Persahabatannya dengan pengungsi membuat Reza mengenal betul karakter mereka. Ia kagum dengan perjuangan para pengungsi yang di bawah koordinasinya itu. Meski hidup di tengah suasana yang penuh keterbatasan, mereka berjuang saling bahu membahu menata kehidupan baru. Awalnya, mereka tinggal di tenda pengungsian. Selanjutnya, secara bergotong royong para pengungsi membuat tempat tinggal yang lebih nyaman.
“Mereka membuat rumah panggung dengan bahan seadanya. Dari kayu bekas, dedaunan kering, dan bahan lainnya jadilah hunian mirip gubug-gubug. Memang hunian sederhana, tapi lebih nyaman ketimbang tinggal di tenda,” kata Reza.
Reza menceritakan, masalah berat di awal tinggal di tempat pengungsian adalah pemenuhan kebutuhan air. Ceritanya, minggu pertama paska gempa, suasana di lokasi pengungsian masih kacau balau. Selain tinggal di tenda seadanya, salah satu persoalan besar adalah tidak adanya sumber air. Apalagi lokasi di Desa Pombewe berada di padang savana yang cukup jauh dengan desa lainnya.

· · · · · · ·

■ **Yang Dikerjakan**:
Lanjutkan tulisan di atas tentang Reza dan para pengungsi di Desa Pombewe, dimulai setelah kalimat terakhirnya.

■ **Bahan**:

· · · · · · ·

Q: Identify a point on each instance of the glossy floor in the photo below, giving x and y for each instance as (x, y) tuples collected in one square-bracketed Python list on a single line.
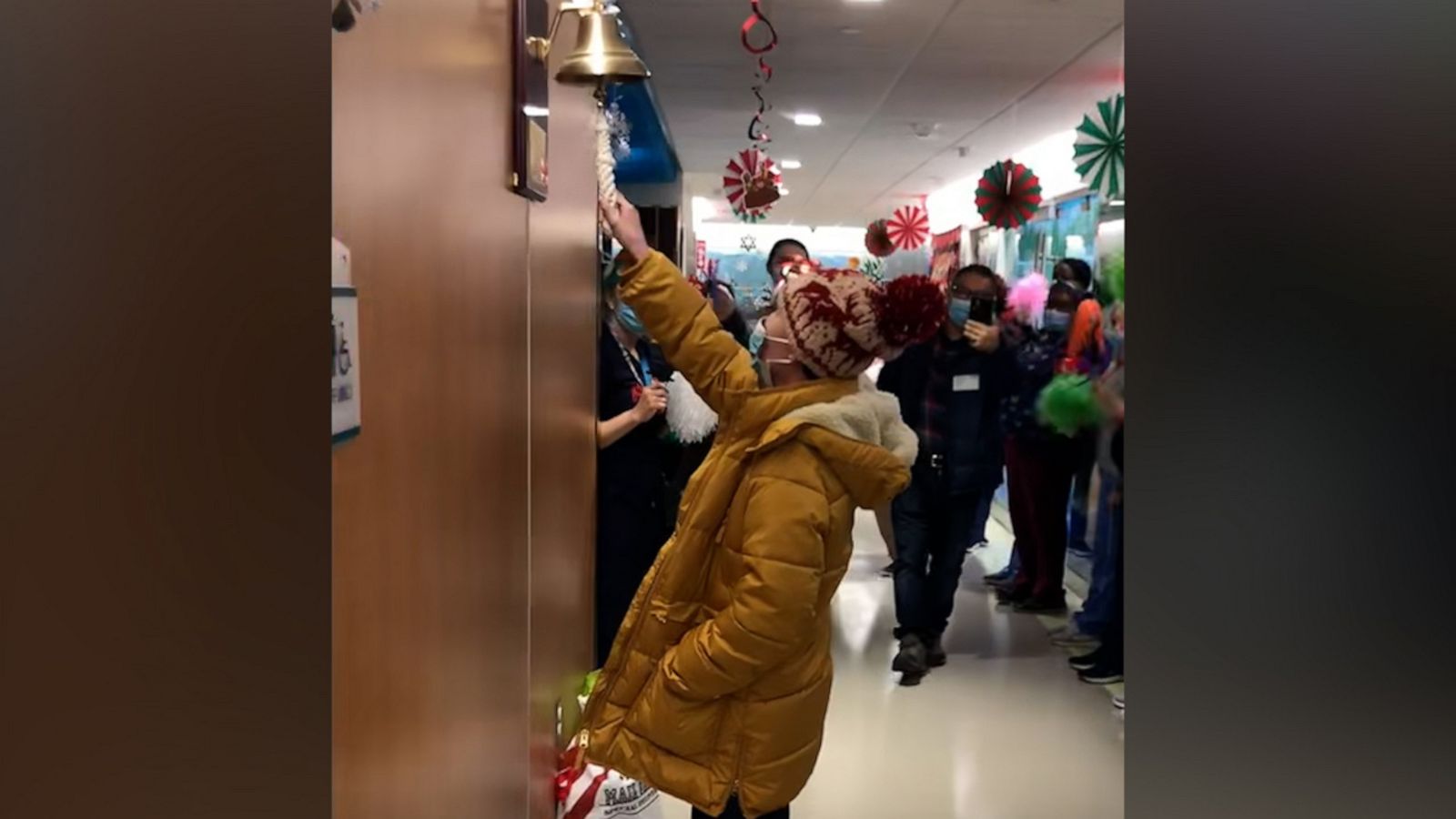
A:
[(1002, 732)]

· · · · · · ·

■ **Jawaban yang Diharapkan**:
Tak ada pilihan lain, mereka mencari air seadanya dari kubangan-kubangan atau saluran-saluran air yang letaknya jauh dari lokasi pengungsian. “Mau bagaimana lagi? Saat itu memang tidak ada sumber lain,” imbuh Reza seraya mengatakan, itulah salah satu pengalaman yang tak terlupakan.
Reza mengaku sempat stress memikirkan keadaan. Namun dia tak mau putus asa. Bersama pengungsi, ia mencari sumber air permanen yang bisa dialirkan ke lokasi pengungsian. Usahanya tidak sia-sia, sekitar 4,5 kilometer dari lokasi pengungsian tepatnya di sebuah lereng perbukitan, mengalir sebuah sungai yang airnya cukup deras. Temuan ini segera ditindaklanjuti JMK-OXFAM.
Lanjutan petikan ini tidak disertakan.